## Instructions to follow
Repeat the entries below exactly and in full.
+++ Source records +++
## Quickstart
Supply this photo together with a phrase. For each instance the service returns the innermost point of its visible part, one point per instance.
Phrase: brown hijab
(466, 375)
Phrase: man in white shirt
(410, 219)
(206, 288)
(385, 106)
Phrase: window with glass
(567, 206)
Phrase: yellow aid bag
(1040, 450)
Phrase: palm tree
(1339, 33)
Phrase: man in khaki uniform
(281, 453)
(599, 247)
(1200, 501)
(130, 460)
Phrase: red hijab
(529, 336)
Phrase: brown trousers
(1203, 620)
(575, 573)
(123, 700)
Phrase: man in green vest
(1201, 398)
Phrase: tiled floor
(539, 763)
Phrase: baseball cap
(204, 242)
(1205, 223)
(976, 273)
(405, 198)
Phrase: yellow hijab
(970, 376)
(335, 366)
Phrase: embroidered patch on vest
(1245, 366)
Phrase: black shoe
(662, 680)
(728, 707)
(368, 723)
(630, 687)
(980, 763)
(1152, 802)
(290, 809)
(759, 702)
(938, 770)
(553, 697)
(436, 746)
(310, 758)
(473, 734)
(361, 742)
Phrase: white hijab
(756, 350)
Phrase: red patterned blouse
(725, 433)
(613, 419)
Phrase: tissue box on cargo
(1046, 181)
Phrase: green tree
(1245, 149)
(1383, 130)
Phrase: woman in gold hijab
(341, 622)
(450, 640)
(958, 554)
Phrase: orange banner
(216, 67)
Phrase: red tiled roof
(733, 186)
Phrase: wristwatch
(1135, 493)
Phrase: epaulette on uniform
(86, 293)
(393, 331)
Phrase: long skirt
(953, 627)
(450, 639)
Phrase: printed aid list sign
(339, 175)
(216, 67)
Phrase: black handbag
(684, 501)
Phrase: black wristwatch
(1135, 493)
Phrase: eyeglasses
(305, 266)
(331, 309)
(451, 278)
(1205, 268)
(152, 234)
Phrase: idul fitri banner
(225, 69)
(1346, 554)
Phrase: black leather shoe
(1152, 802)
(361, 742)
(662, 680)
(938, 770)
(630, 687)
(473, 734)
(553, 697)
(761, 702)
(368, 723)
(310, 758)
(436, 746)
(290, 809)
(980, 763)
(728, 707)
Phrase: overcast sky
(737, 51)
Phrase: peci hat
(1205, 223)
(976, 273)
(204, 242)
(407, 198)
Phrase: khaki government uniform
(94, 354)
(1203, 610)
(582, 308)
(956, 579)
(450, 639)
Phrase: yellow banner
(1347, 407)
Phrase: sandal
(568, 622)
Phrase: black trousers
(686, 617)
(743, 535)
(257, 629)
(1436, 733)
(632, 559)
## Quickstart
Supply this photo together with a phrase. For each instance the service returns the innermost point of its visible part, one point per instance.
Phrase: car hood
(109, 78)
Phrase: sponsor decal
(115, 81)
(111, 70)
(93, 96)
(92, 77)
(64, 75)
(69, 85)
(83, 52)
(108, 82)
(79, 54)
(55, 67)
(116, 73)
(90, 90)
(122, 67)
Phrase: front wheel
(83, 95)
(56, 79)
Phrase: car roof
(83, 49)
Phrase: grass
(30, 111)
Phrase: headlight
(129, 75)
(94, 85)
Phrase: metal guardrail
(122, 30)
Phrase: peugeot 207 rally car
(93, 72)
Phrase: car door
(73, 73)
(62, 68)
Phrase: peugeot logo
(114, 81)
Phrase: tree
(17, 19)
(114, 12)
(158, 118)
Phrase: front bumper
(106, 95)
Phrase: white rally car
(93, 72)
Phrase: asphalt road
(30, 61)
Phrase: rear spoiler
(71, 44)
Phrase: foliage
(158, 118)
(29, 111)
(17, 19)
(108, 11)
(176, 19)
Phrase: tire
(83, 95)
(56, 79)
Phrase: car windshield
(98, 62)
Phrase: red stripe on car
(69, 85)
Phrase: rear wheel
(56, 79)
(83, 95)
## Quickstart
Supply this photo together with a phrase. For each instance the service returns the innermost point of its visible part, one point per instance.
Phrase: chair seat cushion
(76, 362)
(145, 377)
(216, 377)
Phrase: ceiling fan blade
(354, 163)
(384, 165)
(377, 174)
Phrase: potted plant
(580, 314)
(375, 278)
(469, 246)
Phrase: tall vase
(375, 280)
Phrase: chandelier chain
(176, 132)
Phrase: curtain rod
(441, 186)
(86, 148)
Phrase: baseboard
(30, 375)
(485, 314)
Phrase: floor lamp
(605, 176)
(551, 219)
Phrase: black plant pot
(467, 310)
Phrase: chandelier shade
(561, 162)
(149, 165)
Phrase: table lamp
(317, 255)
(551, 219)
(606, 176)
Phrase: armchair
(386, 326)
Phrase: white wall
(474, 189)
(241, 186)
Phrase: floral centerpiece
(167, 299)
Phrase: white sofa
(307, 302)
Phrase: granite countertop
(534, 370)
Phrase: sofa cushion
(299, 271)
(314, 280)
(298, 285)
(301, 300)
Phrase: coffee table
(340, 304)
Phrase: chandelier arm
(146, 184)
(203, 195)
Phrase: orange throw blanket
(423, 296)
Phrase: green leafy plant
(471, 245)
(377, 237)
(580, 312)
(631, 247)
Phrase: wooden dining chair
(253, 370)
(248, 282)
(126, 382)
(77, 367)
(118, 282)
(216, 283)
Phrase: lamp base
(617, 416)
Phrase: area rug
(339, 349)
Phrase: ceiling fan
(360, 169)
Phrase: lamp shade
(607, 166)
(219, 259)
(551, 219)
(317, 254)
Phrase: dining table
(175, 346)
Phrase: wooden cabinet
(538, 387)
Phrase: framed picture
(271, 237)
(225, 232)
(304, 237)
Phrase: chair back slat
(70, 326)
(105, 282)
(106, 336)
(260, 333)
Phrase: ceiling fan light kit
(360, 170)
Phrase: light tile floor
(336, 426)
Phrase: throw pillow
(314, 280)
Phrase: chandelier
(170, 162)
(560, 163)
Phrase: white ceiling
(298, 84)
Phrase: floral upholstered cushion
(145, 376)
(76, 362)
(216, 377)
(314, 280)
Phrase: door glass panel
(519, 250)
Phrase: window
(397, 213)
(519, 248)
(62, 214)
+++
## Result
## Quickstart
Supply this photo together with a phrase. For each instance the service returns the innermost point of its visible part, one point per instance.
Phrase: brown hijab
(466, 375)
Phrase: man in white shirt
(410, 219)
(206, 288)
(385, 106)
Phrase: window with glass
(567, 206)
Phrase: yellow aid bag
(1040, 450)
Phrase: palm tree
(1339, 33)
Phrase: man in khaki uniform
(281, 453)
(599, 247)
(1200, 501)
(130, 460)
Phrase: red hijab
(529, 336)
Phrase: brown trousers
(1203, 620)
(575, 573)
(123, 700)
Phrase: man in green vest
(1201, 398)
Phrase: tiled floor
(539, 763)
Phrase: baseball cap
(204, 242)
(1205, 223)
(976, 273)
(405, 198)
Phrase: yellow hijab
(970, 376)
(335, 366)
Phrase: embroidered patch on vest
(1245, 366)
Phrase: black shoe
(662, 680)
(728, 707)
(368, 723)
(630, 687)
(980, 763)
(1152, 802)
(290, 809)
(759, 702)
(938, 770)
(553, 697)
(436, 746)
(310, 758)
(473, 734)
(361, 742)
Phrase: white hijab
(756, 350)
Phrase: red patterned blouse
(725, 433)
(613, 419)
Phrase: tissue box on cargo
(1046, 181)
Phrase: green tree
(1245, 149)
(1383, 130)
Phrase: woman in gold hijab
(341, 622)
(450, 640)
(958, 554)
Phrase: orange banner
(216, 67)
Phrase: red tiled roof
(733, 186)
Phrase: wristwatch
(1135, 493)
Phrase: epaulette on uniform
(86, 293)
(393, 331)
Phrase: long skirt
(953, 627)
(450, 639)
Phrase: printed aid list sign
(339, 175)
(216, 67)
Phrase: black handbag
(684, 501)
Phrase: black wristwatch
(1135, 493)
Phrase: eyeglasses
(305, 266)
(331, 309)
(451, 278)
(1205, 268)
(152, 234)
Phrase: idul fitri banner
(225, 69)
(1346, 554)
Phrase: black leather shoe
(1152, 802)
(361, 742)
(662, 680)
(938, 770)
(630, 687)
(473, 734)
(553, 697)
(761, 702)
(368, 723)
(310, 758)
(436, 746)
(290, 809)
(980, 763)
(728, 707)
Phrase: overcast sky
(737, 51)
Phrase: peci hat
(1205, 223)
(976, 273)
(204, 242)
(407, 198)
Phrase: khaki government uniform
(94, 354)
(1203, 610)
(582, 308)
(956, 579)
(450, 639)
Phrase: yellow banner
(1347, 407)
Phrase: sandal
(568, 622)
Phrase: black trousers
(686, 617)
(743, 535)
(257, 629)
(1436, 733)
(632, 559)
## Quickstart
Supply this photo together with a phrase. For each instance the service returns the innermost point of its visible part, one point per instance.
Phrase: car hood
(109, 78)
Phrase: sponsor decal
(115, 81)
(111, 70)
(93, 96)
(92, 77)
(64, 75)
(69, 85)
(83, 52)
(108, 82)
(79, 54)
(55, 67)
(116, 73)
(90, 90)
(122, 67)
Phrase: front wheel
(83, 95)
(56, 79)
Phrase: car roof
(83, 49)
Phrase: grass
(30, 111)
Phrase: headlight
(129, 75)
(94, 85)
Phrase: metal guardrail
(122, 30)
Phrase: peugeot 207 rally car
(93, 72)
Phrase: car door
(73, 73)
(62, 68)
Phrase: peugeot logo
(114, 81)
Phrase: tree
(17, 19)
(114, 12)
(158, 118)
Phrase: front bumper
(106, 95)
Phrase: white rally car
(93, 72)
Phrase: asphalt road
(30, 61)
Phrase: rear spoiler
(71, 44)
Phrase: foliage
(158, 118)
(29, 111)
(17, 19)
(108, 11)
(176, 19)
Phrase: tire
(83, 95)
(56, 79)
Phrase: car windshield
(98, 62)
Phrase: red stripe on car
(69, 85)
Phrase: rear wheel
(56, 79)
(83, 95)
## Quickstart
Supply this photo together with a phrase. For each instance the service returns the innermost point of its visible part, one point per instance.
Phrase: chair seat cushion
(76, 362)
(145, 377)
(216, 377)
Phrase: ceiling fan blade
(354, 163)
(384, 165)
(377, 174)
Phrase: potted plant
(580, 314)
(375, 278)
(469, 246)
Phrase: tall vase
(375, 280)
Phrase: chandelier chain
(176, 132)
Phrase: curtain rod
(441, 186)
(86, 148)
Phrase: baseboard
(30, 375)
(485, 314)
Phrase: floor lamp
(605, 176)
(551, 219)
Phrase: black plant pot
(467, 310)
Phrase: chandelier shade
(561, 162)
(149, 165)
Phrase: table lamp
(317, 255)
(551, 219)
(606, 176)
Phrase: armchair
(386, 326)
Phrase: white wall
(474, 189)
(241, 186)
Phrase: floral centerpiece
(167, 299)
Phrase: white sofa
(307, 302)
Phrase: granite countertop
(534, 370)
Phrase: sofa cushion
(299, 271)
(314, 280)
(298, 285)
(301, 300)
Phrase: coffee table
(340, 304)
Phrase: chandelier arm
(146, 184)
(203, 195)
Phrase: orange throw blanket
(423, 296)
Phrase: green leafy plant
(471, 245)
(377, 237)
(580, 312)
(631, 247)
Phrase: wooden dining chair
(253, 370)
(248, 282)
(126, 382)
(77, 367)
(118, 282)
(216, 283)
Phrase: lamp base
(617, 416)
Phrase: area rug
(339, 349)
Phrase: ceiling fan
(360, 169)
Phrase: lamp shade
(607, 166)
(219, 259)
(551, 219)
(317, 254)
Phrase: dining table
(175, 346)
Phrase: wooden cabinet
(538, 387)
Phrase: framed picture
(271, 237)
(225, 232)
(304, 237)
Phrase: chair back slat
(70, 326)
(105, 282)
(106, 336)
(260, 333)
Phrase: ceiling fan light kit
(360, 170)
Phrase: light tile floor
(336, 426)
Phrase: throw pillow
(314, 280)
Phrase: chandelier
(170, 162)
(560, 163)
Phrase: white ceiling
(298, 84)
Phrase: floral upholstered cushion
(145, 376)
(76, 362)
(216, 377)
(314, 280)
Phrase: door glass panel
(519, 250)
Phrase: window
(397, 213)
(519, 248)
(62, 214)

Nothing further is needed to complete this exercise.